TEXT EXCERPT:
== Segment start ==

By Keysha Hogan
Sunday night we watched the most beautiful women in the world win big on Oscar Night. They were gracious and lovely while decked out in the most fashionable designer dresses. But what about the new leading ladies in the sports world? They are tough, take no @#$* and are poised to dominate in 2013 and beyond.
The teenager in me has a few dumb jokes about a female race car driver and winning the pole position, but let’s keep things classy. During most of Speedweek, Patrick finally lived up to the hype. Her execution and eighth-place finish was nothing short of historical and admirable. For once her romantic life and GoDaddy ads took a backseat to her professional gains. In practice and testing, it was obvious that she had quickly became comfortable with restrictor-plate style racing. And when she locked down the pole for the Daytona 500 at 196.434 mph with a Stewart-Haas Racing package by Hendrick engines, everything fell into place. After the race Patrick told the press she “was brought up to be the fastest driver, not the fastest girl.” This could be the year she delivers and wins big.

== Segment end ==

DATASET CONTENT:
== Segment start ==

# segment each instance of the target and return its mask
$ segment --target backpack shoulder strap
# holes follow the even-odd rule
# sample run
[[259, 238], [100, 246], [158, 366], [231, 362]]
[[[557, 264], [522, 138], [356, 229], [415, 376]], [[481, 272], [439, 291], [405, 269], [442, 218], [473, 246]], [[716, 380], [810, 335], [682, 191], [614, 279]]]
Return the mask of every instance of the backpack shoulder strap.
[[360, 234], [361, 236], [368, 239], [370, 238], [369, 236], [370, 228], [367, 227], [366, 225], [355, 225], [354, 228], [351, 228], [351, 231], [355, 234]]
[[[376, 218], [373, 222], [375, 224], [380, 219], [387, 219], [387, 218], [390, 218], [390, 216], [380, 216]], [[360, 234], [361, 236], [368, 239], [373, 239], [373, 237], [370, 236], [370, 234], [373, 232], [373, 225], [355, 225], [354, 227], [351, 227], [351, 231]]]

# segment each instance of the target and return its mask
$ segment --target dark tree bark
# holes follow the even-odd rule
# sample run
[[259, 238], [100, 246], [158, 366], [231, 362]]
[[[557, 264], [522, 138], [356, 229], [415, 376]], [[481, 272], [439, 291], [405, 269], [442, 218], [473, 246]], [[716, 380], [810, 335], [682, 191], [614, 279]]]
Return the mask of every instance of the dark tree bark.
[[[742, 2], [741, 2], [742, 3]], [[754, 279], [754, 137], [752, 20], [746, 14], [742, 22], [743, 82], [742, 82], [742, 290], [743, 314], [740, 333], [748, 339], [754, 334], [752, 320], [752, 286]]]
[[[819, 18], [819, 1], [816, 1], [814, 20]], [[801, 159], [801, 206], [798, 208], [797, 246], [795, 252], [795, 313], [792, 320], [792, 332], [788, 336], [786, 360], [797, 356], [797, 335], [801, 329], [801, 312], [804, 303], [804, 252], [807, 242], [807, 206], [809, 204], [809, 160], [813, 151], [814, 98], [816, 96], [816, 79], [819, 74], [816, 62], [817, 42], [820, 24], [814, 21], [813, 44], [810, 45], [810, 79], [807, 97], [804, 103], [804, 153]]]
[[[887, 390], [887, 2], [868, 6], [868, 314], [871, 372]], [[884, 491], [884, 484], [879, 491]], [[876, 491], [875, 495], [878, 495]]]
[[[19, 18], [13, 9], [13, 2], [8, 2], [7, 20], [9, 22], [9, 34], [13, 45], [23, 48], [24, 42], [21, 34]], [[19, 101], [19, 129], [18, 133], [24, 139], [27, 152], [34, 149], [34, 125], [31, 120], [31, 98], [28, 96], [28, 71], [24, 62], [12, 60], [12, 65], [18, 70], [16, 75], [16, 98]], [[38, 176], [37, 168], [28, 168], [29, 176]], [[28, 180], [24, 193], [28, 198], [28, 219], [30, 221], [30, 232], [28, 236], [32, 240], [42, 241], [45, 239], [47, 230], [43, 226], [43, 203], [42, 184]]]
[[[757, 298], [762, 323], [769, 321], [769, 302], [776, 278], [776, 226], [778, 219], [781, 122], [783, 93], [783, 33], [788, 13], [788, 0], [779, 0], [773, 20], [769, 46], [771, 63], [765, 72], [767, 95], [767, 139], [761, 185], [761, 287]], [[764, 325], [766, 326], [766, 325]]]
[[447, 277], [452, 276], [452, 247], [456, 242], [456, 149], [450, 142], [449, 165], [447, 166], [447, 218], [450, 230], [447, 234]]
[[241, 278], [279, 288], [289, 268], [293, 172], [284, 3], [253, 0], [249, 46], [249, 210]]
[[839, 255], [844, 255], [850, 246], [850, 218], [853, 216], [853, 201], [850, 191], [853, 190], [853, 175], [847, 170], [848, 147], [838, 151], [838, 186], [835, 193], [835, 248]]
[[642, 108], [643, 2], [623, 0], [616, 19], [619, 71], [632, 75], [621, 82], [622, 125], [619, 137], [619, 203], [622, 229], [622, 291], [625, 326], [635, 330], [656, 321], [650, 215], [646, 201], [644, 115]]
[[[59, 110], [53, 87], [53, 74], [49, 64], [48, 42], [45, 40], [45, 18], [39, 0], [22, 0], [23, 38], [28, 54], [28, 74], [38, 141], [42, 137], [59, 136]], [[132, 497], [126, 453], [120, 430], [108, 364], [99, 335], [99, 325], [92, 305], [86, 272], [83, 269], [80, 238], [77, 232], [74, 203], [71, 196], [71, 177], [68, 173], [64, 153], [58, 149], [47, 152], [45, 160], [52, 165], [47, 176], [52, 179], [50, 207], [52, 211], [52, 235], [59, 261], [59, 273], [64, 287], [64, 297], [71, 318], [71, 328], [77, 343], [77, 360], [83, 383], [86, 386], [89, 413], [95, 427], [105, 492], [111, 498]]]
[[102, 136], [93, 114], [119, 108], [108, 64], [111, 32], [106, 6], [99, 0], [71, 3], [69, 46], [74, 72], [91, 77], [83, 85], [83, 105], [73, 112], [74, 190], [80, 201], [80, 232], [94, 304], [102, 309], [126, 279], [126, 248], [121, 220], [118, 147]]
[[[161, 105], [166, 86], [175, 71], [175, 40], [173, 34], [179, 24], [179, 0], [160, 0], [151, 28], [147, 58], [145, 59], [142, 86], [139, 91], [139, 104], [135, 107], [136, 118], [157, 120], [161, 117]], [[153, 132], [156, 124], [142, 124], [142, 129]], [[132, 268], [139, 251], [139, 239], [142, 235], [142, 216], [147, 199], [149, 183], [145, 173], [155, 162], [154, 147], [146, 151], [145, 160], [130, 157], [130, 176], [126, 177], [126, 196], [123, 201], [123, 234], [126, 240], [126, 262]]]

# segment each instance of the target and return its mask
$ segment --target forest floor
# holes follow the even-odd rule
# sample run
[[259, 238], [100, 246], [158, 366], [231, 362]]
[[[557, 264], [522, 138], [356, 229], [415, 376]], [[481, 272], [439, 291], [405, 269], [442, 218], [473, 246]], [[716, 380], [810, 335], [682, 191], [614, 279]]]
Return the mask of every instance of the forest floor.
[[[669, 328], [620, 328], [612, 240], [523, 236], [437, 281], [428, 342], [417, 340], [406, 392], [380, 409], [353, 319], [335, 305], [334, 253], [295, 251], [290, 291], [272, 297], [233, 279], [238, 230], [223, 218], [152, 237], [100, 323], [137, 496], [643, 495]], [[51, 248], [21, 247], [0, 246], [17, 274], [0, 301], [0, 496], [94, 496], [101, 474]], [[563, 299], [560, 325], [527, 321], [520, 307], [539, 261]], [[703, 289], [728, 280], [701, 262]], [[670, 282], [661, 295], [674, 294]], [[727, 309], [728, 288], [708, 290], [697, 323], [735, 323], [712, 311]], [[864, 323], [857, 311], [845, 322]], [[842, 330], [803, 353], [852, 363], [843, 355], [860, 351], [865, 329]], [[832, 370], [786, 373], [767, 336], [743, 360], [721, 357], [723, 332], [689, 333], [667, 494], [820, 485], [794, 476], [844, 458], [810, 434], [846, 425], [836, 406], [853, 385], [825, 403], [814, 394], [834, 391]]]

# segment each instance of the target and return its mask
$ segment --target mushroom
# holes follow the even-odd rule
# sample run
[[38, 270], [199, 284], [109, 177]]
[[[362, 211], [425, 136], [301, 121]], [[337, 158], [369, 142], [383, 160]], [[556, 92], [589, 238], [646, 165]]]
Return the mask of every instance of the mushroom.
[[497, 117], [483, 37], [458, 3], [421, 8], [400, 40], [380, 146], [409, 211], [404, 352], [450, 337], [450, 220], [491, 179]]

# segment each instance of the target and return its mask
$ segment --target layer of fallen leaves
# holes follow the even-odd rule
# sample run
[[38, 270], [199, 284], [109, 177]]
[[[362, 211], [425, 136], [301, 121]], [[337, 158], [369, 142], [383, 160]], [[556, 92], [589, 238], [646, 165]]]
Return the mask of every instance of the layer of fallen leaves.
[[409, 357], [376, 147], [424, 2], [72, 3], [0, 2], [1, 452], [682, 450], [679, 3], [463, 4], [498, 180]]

== Segment end ==

TASK DESCRIPTION: Continue the sports article on women athletes, picking up after its last sentence. The records that come after the text play no part in the task.

RESPONSE:
Just a couple of hours down the road in Waco, Brittney Griner is rewriting the women’s basketball history books. She’s already moved passed legends like Tennessee’s Chamique Holdsclaw and USC’s Cheryl Miller on the alltime scoring list. So far, she’s the only female basketball player to block 700 shots and she moves with dominance across the court to dunk on paralyzed opponents. At 6 feet, 8 inches, she has combined her intelligence and quickness to transform the sport. And on top of everything else, Griner is only one of eight female players to score 3,000 points in the history of the game. Still not convinced? Well, last year she rallied her teammates and led them to a perfect 40-0 record and a national championship. Currently she is in the middle of orchestrating a repeat performance and taking Lady Bears straight to the top.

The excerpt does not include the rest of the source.